TEXT EXTRACT.
I've currently got around 60 days to exercise some options with a company. But I have not been told how many shares there are out there or anything about the company finances so I have no way to judge how much they might be worth even in the best case.

In the end though the amount that I can buy is so low that even if they are worth 10x what I'm paying for them it is not worth the paperwork and trouble.

The easiest thing to do is find out what the current strike price is and compare it to the strike price of your options. This will tell you ONE key metric for determining the stock's value and will help assist in estimating your tax liability.

The same is true at time of negotiation. You don't really need to know how many shares are outstanding if you have the strike price and an estimate for the company's growth. That is, you're investing $X dollars and expect it to raise by a multiple of Y.

This covers a lot of the more important things -- certainly to the individual. But one thing that you need to keep in mind in terms of predicting the actual value of the options, which is outlined in the "More ambitious questions" section is things like overhanging liquidation preferences, participation rights, downside protection for investors, etc. Ask these questions.

> which pays me a SF salary despite me living in Montreal

I'm not sure what cost of living in Montreal is, but I'd be surprised that jvns is making less than 100k in SF. If Stripe were smart they'd increase her salary stat. Just based on her excellent blog posts and her insatiable curiosity, this is not an employee you want to lose.

(my after-tax salary -- I pay 40% income taxes or something? basically I'm saying my salary is less than 150k USD)

> My after-tax salary is less than $100,000 USD/year

Why is it so hard to convert these to cash the same instant you exercise them? If there are some special terms attached to your share of the company that prevent you selling the shares directly, you could just make a (transferrable) derivatives contract with interested investor(s) where you pay them the dividends from the stock?

PROMPT 1.
Answer these questions using the discussion of stock options:
(a) About how many days does the first writer have to exercise the options?
(b) What should the current strike price be compared to?
(c) In what city does the person with the SF salary live?
PROMPT 2. Carry on the discussion of stock options from its final sentence.

[Bounding-box listing]
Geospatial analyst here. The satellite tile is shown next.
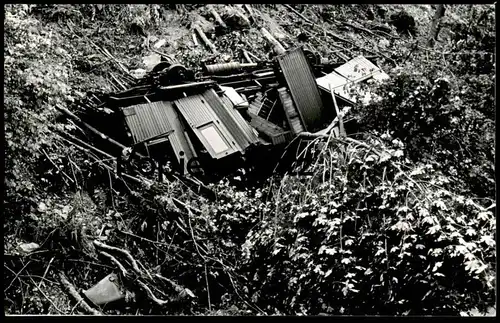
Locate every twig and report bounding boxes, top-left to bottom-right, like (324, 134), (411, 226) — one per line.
(59, 271), (102, 315)
(260, 27), (286, 55)
(94, 240), (143, 276)
(109, 72), (127, 90)
(242, 49), (253, 64)
(40, 148), (75, 184)
(205, 263), (212, 311)
(137, 280), (170, 306)
(3, 260), (31, 293)
(99, 251), (128, 277)
(37, 257), (55, 289)
(65, 259), (113, 269)
(28, 276), (64, 314)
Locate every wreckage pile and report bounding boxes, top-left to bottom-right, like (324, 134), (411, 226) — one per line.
(5, 5), (495, 315)
(60, 33), (388, 186)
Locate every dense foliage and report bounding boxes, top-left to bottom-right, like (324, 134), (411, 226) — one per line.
(4, 5), (496, 315)
(359, 6), (495, 199)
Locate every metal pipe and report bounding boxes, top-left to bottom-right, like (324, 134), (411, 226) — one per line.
(205, 62), (258, 74)
(159, 81), (216, 91)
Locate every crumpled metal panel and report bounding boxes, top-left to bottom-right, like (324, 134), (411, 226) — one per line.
(203, 89), (259, 150)
(278, 47), (325, 131)
(122, 101), (173, 143)
(165, 104), (197, 173)
(174, 94), (242, 159)
(278, 87), (304, 135)
(335, 55), (388, 83)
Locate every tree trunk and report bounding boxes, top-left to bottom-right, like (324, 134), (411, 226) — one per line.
(427, 4), (445, 47)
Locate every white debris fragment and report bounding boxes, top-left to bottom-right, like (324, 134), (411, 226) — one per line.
(154, 39), (167, 48)
(19, 242), (40, 254)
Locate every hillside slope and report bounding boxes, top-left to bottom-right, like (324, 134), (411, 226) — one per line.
(4, 4), (496, 315)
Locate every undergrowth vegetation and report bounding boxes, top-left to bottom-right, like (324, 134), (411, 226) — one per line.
(4, 5), (496, 315)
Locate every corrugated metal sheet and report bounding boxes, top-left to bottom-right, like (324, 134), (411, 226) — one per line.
(335, 55), (385, 83)
(161, 104), (197, 173)
(122, 101), (173, 143)
(278, 87), (304, 134)
(278, 48), (324, 131)
(174, 94), (242, 159)
(174, 94), (214, 128)
(202, 89), (258, 150)
(248, 92), (263, 114)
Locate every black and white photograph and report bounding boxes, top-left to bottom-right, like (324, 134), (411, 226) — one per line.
(2, 2), (497, 318)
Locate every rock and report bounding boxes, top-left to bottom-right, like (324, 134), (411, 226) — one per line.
(130, 68), (147, 79)
(378, 38), (391, 49)
(19, 242), (40, 254)
(365, 7), (375, 20)
(221, 6), (250, 29)
(390, 10), (417, 35)
(376, 5), (387, 19)
(38, 202), (47, 212)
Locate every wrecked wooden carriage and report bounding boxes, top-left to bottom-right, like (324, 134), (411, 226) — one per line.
(100, 48), (388, 182)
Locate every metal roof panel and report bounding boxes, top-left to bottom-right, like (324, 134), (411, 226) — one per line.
(122, 101), (173, 143)
(278, 48), (325, 131)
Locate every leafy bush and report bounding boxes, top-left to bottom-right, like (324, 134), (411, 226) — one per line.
(242, 135), (496, 315)
(356, 7), (495, 199)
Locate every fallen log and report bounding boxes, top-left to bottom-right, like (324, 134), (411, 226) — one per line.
(208, 6), (227, 29)
(193, 24), (217, 54)
(234, 5), (251, 26)
(59, 272), (102, 315)
(283, 4), (314, 25)
(56, 105), (127, 153)
(243, 4), (255, 23)
(193, 33), (198, 47)
(260, 27), (286, 55)
(330, 85), (347, 137)
(242, 49), (253, 64)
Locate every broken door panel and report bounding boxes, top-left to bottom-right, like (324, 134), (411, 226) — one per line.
(174, 94), (239, 159)
(203, 89), (258, 152)
(165, 104), (197, 174)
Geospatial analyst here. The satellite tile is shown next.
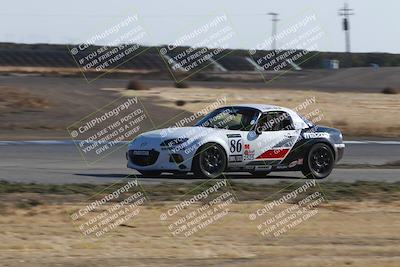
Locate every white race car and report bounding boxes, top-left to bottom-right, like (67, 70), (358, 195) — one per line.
(126, 104), (345, 178)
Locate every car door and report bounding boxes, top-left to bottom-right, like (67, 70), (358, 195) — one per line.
(243, 111), (301, 168)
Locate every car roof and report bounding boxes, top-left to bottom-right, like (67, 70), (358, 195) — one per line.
(220, 104), (308, 129)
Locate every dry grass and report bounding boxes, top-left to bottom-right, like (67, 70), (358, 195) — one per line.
(123, 87), (400, 137)
(0, 87), (52, 112)
(0, 201), (400, 267)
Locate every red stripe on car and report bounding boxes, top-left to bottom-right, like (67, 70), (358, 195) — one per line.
(257, 148), (289, 159)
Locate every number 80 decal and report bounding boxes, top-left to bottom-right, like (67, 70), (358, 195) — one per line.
(229, 138), (243, 154)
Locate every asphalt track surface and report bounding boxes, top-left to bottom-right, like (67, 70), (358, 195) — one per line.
(0, 141), (400, 184)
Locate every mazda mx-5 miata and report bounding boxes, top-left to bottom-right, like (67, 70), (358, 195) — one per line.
(126, 104), (345, 179)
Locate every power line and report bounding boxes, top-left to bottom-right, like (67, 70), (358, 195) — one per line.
(267, 12), (279, 50)
(339, 3), (354, 66)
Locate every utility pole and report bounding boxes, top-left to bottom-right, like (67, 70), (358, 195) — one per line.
(339, 3), (354, 66)
(267, 12), (279, 51)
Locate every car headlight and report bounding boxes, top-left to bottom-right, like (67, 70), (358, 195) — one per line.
(160, 138), (189, 147)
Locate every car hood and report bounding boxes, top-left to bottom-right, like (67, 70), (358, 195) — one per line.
(129, 127), (215, 149)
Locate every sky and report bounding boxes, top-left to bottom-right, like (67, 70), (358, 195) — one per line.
(0, 0), (400, 53)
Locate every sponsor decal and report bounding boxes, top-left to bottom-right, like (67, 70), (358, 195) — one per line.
(255, 165), (272, 171)
(304, 133), (329, 139)
(243, 144), (255, 161)
(257, 148), (289, 159)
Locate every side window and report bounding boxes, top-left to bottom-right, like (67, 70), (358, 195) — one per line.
(257, 111), (294, 132)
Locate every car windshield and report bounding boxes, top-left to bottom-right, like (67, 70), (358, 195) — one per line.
(195, 107), (259, 131)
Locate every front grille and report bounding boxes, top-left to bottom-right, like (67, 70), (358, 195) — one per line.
(129, 150), (160, 166)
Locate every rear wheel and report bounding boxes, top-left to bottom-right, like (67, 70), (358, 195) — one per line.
(193, 143), (226, 178)
(302, 143), (335, 179)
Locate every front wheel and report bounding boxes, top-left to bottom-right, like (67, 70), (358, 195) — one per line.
(302, 143), (335, 179)
(193, 143), (227, 178)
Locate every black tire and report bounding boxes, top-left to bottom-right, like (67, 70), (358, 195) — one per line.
(250, 171), (271, 177)
(139, 171), (161, 177)
(301, 143), (335, 179)
(192, 143), (227, 179)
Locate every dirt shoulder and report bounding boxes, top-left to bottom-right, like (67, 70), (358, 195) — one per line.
(0, 188), (400, 267)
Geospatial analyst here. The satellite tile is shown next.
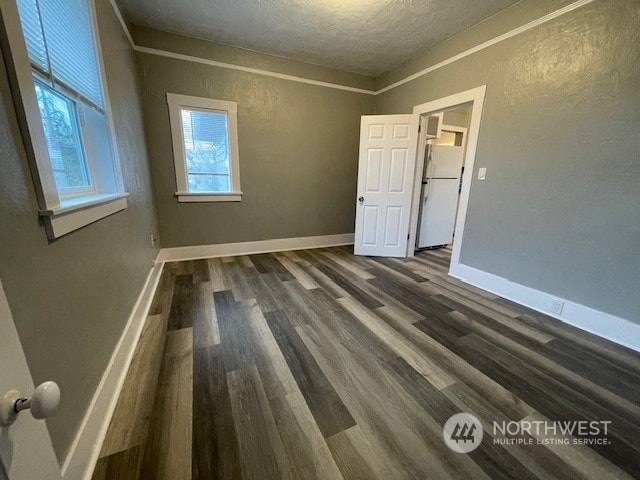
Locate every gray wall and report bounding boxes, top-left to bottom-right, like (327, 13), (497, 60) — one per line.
(0, 0), (157, 460)
(376, 0), (640, 323)
(135, 28), (374, 247)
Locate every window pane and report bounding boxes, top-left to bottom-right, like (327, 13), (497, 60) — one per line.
(180, 108), (231, 192)
(18, 0), (104, 107)
(188, 173), (231, 192)
(35, 82), (91, 191)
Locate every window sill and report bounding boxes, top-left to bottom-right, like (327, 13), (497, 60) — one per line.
(40, 193), (129, 240)
(176, 192), (242, 203)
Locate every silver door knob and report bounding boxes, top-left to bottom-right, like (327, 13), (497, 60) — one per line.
(0, 382), (60, 427)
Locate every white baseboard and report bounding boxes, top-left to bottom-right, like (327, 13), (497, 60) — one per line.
(158, 233), (354, 262)
(62, 261), (164, 480)
(449, 264), (640, 351)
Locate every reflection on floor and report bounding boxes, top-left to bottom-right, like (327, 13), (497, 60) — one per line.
(94, 247), (640, 480)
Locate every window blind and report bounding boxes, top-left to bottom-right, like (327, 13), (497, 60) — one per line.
(18, 0), (104, 108)
(180, 108), (231, 192)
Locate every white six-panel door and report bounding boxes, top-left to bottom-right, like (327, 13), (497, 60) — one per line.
(354, 115), (420, 257)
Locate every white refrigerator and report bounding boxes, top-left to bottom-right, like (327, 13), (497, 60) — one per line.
(416, 145), (464, 249)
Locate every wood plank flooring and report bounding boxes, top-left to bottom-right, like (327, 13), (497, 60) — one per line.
(94, 247), (640, 480)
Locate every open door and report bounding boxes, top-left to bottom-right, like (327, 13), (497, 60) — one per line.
(354, 115), (420, 257)
(0, 282), (61, 480)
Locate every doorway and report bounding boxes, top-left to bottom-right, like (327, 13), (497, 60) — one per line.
(415, 104), (473, 251)
(407, 86), (486, 273)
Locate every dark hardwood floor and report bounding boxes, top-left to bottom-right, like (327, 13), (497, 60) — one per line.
(94, 247), (640, 480)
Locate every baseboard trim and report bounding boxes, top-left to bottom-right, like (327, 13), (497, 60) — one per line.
(62, 261), (164, 480)
(158, 233), (354, 262)
(449, 264), (640, 352)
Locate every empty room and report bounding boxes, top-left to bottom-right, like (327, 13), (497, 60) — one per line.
(0, 0), (640, 480)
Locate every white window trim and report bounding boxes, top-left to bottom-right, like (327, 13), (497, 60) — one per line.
(167, 93), (242, 203)
(0, 0), (128, 240)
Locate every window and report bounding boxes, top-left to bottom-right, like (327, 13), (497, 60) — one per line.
(167, 93), (242, 202)
(2, 0), (127, 238)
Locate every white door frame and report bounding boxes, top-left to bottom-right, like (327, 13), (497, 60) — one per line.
(407, 85), (487, 273)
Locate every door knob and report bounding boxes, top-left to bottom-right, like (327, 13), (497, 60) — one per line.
(0, 382), (60, 427)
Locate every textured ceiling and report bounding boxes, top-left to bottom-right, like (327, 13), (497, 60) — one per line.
(121, 0), (517, 76)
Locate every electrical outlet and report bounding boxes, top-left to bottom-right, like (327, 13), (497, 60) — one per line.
(551, 298), (564, 315)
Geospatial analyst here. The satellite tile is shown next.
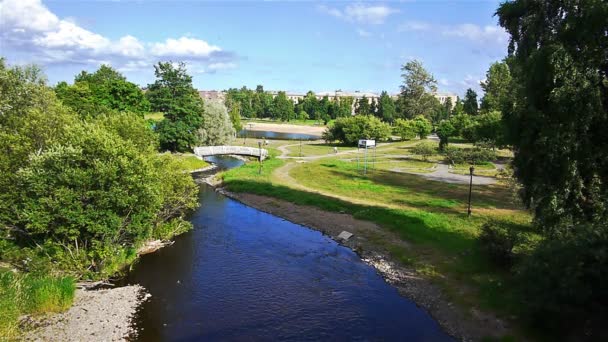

RESPONSE 1.
(a) Around 60 days.
(b) The strike price of your options.
(c) Montreal.

RESPONSE 2.
Every private company I've gotten an offer from includes, at minimum, a right of first refusal on selling shares. Some allow the company to prevent you from selling period. This isn't, afaik, entirely evil -- there are SEC regulations controlling the allowable number of shareholders for a company to stay private. I've also seen it mentioned that Etsy, amongst others, has fucked employees trying to leave by preventing them from selling shares.

Elaborating on early exercise. Employee can choose to pre-exercise ISOs soon after starting job (before vesting) and file 83b. In this case, the difference between strike price and FMV is $0 and hence tax realized is also $0. This also starts ticker for capital gains sooner and if the company gets sold/IPO after 1 year from date of exercise and 2 year from date of grant then long term capital gains will apply and not short-term capital gains which is taxed as ordinary income.

This obviously depends on the strike price on joining the company and how much money employee is okay to lose in case company goes bust. If not all, some ISOs can be early exercised.

In my case, I early exercised around 25% of ISOs soon after joining. In hind-sight I should have early exercised more as the company did go IPO around 2 years after I started...

"the difference between strike price and FMV is $0 and hence tax realized is also $0"

well, this is assuming your company's value hasn't increased since then. But I do agree it's usually an interesting move if you believe in the company since you'll pay taxes earlier.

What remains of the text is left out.